(Supplied data):
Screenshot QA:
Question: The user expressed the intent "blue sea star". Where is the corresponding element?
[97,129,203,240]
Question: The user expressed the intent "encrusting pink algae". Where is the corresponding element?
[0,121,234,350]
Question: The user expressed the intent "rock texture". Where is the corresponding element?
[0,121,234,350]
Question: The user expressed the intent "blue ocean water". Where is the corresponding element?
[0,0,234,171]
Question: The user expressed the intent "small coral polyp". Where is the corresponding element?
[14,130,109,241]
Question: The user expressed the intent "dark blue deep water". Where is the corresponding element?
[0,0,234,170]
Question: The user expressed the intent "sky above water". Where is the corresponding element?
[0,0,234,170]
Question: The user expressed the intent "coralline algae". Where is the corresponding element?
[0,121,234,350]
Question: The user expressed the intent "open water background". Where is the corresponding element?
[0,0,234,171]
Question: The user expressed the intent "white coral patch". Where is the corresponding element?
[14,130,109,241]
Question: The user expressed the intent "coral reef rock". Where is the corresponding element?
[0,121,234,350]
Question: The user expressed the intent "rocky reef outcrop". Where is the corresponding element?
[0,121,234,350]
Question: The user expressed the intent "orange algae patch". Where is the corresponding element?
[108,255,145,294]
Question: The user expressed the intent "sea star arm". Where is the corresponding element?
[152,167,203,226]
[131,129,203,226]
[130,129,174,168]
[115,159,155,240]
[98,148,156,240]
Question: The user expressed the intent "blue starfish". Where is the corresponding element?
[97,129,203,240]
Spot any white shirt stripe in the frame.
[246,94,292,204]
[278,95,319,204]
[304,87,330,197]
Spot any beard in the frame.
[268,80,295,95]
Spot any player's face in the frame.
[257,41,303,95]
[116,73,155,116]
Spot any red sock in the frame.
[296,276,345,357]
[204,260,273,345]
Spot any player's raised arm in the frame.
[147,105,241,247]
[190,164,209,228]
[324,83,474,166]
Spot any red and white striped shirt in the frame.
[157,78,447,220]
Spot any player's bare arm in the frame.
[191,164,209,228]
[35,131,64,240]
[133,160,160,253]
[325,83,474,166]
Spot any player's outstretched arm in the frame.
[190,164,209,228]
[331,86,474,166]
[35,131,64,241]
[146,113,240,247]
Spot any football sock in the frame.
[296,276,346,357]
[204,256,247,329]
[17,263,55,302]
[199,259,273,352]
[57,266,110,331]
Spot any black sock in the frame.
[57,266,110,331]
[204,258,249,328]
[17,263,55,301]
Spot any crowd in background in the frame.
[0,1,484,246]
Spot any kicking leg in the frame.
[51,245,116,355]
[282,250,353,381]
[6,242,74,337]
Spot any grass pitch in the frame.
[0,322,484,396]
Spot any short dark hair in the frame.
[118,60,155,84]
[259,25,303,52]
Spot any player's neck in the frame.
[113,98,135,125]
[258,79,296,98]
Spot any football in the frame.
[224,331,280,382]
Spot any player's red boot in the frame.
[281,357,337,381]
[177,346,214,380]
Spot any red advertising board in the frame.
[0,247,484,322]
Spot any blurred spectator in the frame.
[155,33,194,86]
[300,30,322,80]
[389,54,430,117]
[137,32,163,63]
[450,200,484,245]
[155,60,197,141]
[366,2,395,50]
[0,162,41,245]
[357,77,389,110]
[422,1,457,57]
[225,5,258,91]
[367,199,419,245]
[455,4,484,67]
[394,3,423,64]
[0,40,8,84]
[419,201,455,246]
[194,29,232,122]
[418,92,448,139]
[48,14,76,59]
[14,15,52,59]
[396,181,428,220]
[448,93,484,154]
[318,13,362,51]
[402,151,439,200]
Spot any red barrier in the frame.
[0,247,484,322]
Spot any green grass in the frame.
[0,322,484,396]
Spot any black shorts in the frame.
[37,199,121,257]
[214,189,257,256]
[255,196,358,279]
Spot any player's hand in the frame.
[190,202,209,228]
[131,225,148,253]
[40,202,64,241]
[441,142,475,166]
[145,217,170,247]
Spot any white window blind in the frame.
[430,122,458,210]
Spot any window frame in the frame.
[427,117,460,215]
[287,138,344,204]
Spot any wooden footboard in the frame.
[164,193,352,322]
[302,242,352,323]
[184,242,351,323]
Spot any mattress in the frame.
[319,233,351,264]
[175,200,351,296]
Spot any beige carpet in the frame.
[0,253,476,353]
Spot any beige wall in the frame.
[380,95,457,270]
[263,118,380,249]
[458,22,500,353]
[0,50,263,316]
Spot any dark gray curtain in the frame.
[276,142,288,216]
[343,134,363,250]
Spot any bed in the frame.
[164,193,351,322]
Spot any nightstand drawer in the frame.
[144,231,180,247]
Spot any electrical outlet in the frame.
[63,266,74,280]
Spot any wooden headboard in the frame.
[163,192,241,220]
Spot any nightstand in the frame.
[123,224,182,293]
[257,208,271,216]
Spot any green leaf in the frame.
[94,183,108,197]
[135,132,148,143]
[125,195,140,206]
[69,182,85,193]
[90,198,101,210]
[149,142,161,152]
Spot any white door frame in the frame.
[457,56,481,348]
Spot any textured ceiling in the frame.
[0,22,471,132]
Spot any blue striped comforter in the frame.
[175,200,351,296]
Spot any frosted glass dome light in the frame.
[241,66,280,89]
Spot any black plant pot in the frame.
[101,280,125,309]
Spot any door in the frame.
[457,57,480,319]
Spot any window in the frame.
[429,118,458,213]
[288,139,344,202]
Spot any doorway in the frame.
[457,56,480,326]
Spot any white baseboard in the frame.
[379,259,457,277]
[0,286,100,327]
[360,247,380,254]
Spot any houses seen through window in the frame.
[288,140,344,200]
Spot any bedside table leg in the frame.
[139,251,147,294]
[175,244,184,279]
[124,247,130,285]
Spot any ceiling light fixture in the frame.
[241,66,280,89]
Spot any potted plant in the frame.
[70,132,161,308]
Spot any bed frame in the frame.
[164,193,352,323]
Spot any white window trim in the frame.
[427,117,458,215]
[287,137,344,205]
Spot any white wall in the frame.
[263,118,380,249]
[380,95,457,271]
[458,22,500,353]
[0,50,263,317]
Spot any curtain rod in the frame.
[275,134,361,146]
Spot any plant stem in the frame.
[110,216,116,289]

(Written request):
Return every line of the rows that contains the word "sock", treating uppercase and lowercase as different.

(Completed exercise):
Spot any red sock in the frame.
Spot any football sock in the frame.
Spot any black sock in the frame.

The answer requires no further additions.